= Quelltext =

★ ★ ★ ★ ★

Dieses Integrationsmodell, das Integration keineswegs immer als segensreich begreift, ist schon in der architektonischen Konstruktion Libeskinds mit ihren Verschachtelungen und ihren „Voids“, ihren Leerstellen, repräsentiert. Schaukästen sollen die Stadtgeschichte seit der Reichsgründung darstellen, die Theater-und Modegeschichte bekommen eine Extra- Abteilung (als „Hauptbereiche jüdischen Lebens“ in Berlin). Im Eingangsbereich aber soll vor allem zu sehen sein, was nach den Worten des Museumsreferenten Güntzer „jüdische Menschen von allen anderen unterscheidet: ihr Kultus“.

Amnon Barzel hat da ganz andere Vorstellungen. Der Konflikt erinnert an Auseinandersetzungen, die es seinerzeit um die Ausstellung „Jüdische Lebenswelten“ gab: Sie sollte nicht bloß Judaika präsentieren, wie das in den sechziger Jahren üblich war, wo jüdisch sein und religiös sein so umstandslos und auch so seltsam zeitlos zusammenfielen. Sie sollte aber auch keine Ausstellung im Stil der siebziger Jahre sein, in denen jüdisches Leben von linken Heimatmuseen vor allem über seine Vernichtung definiert wurde.

taz: Herr Barzel, es scheint, der Schuh, den Ihnen der Senat anziehen will – nämlich Leiter eines jüdischen Heimatmuseums zu sein – ist Ihnen zu klein ...

Amnon Barzel: Ich bin engagiert worden, das zentrale Jüdische Museum Deutschlands aufzubauen, das der Bundeshauptstadt. Ich weigere mich, meine Arbeit auf das Sammeln von Menorahs und Beschneidungsbesteck zu beschränken.

Von diesem Museum muß etwas ausgehen, was ich nicht „Erziehung“, sondern „Information“ nennen möchte: Es muß die Gesellschaft für die wesentlichen Fragen der Moderne sensibilisieren.

Das klingt nach etwas, was sehr gut im Foyer des Bundeskanzleramts aufgehoben wäre; aber was genau hat es in einem Jüdischen Museum zu suchen?

★ ★ ★ ★ ★

= Gesammeltes Material =
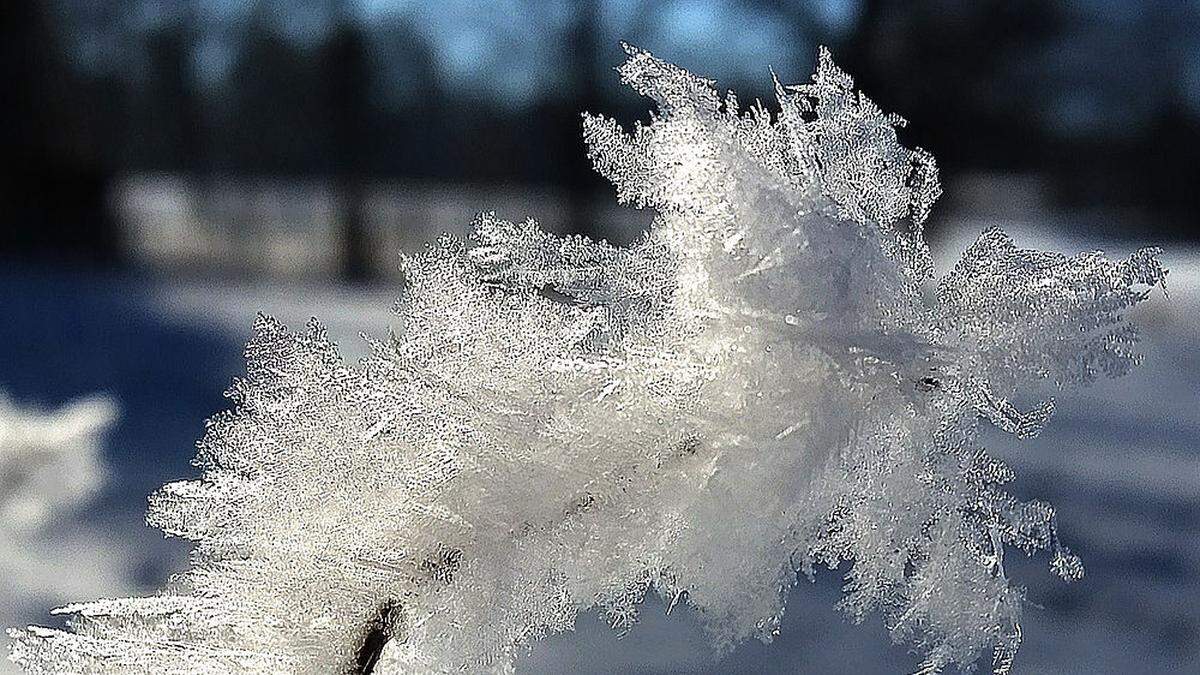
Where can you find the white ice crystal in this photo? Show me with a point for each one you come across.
(767, 382)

★ ★ ★ ★ ★

= Aufgabenstellung =
Beantworte anhand des Textes über das Jüdische Museum in Berlin diese Fragen:
(a) Was unterscheidet jüdische Menschen laut Museumsreferent Güntzer von allen anderen?
(b) Worüber definierten linke Heimatmuseen in den siebziger Jahren jüdisches Leben vor allem?
(c) Worauf will Amnon Barzel seine Arbeit nicht beschränken?

= Vollständige Antwort =
(a) Ihr Kultus.
(b) Über seine Vernichtung.
(c) Auf das Sammeln von Menorahs und Beschneidungsbesteck.